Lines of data
· · · · · · ·

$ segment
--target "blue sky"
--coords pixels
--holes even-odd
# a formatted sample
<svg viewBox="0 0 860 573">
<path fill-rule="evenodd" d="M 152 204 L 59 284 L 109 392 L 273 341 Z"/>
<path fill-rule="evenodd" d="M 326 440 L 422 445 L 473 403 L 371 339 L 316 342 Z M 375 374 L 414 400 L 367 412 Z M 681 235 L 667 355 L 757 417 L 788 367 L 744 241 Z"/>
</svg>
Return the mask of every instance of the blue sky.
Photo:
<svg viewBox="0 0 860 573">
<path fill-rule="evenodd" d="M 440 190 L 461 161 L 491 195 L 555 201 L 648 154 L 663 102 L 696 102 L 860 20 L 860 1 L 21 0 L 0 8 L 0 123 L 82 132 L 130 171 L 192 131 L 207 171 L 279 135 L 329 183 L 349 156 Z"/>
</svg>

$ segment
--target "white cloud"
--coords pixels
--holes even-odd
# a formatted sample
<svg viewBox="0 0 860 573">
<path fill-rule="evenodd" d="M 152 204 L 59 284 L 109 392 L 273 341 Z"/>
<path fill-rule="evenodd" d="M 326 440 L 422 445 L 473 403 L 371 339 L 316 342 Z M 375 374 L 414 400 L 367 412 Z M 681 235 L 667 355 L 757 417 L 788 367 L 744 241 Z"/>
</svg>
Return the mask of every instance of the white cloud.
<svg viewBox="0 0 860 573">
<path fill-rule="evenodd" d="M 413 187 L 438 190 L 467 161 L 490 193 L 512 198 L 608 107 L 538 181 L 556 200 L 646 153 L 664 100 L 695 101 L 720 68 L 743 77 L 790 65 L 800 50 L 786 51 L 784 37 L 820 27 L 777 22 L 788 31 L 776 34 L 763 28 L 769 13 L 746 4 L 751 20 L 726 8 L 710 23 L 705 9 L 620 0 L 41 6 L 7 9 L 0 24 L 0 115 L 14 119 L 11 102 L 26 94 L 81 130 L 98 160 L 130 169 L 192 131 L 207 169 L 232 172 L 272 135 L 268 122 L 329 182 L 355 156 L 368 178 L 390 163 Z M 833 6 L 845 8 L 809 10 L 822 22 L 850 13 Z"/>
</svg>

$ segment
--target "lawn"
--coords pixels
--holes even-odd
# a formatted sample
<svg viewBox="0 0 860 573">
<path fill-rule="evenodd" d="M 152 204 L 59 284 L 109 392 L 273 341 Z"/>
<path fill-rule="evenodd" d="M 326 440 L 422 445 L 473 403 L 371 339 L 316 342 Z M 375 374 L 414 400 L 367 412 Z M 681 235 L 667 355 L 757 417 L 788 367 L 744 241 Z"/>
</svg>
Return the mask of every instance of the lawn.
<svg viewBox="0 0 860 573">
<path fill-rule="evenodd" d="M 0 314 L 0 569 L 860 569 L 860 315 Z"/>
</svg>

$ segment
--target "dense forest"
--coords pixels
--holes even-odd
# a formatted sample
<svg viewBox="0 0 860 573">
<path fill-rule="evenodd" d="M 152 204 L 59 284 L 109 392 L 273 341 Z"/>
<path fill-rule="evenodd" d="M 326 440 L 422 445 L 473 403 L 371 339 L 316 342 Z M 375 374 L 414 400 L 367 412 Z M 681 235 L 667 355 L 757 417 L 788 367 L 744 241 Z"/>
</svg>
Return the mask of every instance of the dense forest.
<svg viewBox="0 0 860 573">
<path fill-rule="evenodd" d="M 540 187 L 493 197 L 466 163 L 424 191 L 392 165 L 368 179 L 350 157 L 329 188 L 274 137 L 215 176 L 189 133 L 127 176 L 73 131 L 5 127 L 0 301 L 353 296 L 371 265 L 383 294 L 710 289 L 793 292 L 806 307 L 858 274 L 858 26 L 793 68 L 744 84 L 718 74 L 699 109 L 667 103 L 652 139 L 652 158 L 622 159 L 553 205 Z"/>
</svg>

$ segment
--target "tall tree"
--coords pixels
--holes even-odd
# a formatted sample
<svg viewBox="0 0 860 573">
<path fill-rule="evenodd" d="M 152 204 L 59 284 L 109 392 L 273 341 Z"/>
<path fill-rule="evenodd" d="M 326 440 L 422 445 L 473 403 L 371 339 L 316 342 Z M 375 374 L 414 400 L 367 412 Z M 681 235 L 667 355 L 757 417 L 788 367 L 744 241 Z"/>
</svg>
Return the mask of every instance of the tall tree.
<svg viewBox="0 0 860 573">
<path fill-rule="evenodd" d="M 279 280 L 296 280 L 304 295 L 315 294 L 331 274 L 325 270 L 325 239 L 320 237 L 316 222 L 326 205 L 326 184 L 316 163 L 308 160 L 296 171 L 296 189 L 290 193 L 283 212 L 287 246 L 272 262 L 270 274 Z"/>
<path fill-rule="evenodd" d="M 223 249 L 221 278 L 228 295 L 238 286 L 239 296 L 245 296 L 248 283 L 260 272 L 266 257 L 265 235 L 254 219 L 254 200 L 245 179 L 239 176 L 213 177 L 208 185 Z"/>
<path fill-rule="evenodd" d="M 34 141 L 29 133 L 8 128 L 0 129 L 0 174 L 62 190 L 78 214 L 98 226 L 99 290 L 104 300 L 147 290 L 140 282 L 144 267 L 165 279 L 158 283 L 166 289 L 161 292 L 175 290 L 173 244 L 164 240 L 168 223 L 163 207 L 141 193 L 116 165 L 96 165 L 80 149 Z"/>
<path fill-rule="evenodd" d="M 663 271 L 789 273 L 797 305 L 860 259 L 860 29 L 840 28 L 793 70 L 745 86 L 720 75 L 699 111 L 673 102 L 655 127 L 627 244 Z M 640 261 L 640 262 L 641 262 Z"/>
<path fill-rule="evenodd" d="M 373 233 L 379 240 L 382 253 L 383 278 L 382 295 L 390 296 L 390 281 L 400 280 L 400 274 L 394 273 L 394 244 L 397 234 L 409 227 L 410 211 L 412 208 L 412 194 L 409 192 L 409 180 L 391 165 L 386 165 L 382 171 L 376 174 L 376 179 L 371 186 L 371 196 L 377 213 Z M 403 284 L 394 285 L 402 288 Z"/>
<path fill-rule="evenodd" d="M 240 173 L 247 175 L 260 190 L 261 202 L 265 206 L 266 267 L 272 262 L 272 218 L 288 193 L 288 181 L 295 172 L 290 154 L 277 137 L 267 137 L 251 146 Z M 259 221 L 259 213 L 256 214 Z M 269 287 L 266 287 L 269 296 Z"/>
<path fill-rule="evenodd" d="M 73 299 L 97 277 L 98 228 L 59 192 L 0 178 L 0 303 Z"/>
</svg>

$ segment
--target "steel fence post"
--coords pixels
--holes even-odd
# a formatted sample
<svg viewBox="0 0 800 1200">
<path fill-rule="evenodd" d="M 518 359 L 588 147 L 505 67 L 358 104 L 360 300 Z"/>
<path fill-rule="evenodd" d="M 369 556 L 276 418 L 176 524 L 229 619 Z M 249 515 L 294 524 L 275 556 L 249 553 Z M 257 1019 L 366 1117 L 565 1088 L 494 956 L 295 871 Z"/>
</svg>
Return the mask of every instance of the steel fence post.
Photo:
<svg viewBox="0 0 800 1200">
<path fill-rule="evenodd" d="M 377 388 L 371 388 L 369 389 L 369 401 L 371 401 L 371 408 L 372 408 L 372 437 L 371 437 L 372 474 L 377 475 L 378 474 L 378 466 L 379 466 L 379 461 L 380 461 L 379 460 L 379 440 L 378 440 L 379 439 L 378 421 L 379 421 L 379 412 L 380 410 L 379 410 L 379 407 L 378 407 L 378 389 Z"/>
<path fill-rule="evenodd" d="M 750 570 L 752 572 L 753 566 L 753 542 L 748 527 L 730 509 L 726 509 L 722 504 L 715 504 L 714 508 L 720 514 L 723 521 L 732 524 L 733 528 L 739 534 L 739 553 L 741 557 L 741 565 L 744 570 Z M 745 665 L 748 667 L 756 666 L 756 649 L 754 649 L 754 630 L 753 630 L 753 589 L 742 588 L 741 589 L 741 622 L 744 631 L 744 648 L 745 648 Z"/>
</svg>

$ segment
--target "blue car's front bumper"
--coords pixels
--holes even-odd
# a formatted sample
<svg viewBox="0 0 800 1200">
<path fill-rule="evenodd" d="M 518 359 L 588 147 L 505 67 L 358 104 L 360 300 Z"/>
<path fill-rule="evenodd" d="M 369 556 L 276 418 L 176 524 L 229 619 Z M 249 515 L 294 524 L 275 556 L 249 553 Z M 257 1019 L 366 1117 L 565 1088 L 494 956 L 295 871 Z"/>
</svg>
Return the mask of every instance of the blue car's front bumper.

· · · · · · ·

§ **Exercise task**
How many rows above contain the string "lawn" with the same capitalization? Reply with the number alone.

§ **Result for this exercise**
2